__AIM OF THE EXERCISE__: Output, without alteration, the first line of the entries and each line after it, stopping with the line that contains "Target: green plant in background".

__INPUT__:
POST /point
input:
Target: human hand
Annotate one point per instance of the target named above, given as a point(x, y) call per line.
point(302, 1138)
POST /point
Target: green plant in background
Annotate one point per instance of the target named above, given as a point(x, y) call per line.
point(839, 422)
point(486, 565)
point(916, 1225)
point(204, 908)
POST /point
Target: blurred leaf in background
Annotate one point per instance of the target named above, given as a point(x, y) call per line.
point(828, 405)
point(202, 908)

__ANSWER SPACE__:
POST /point
input:
Target: human hand
Annotate one point per instance of the target named above, given as a point(x, y) call per line.
point(302, 1138)
POST /point
Target: green plant in background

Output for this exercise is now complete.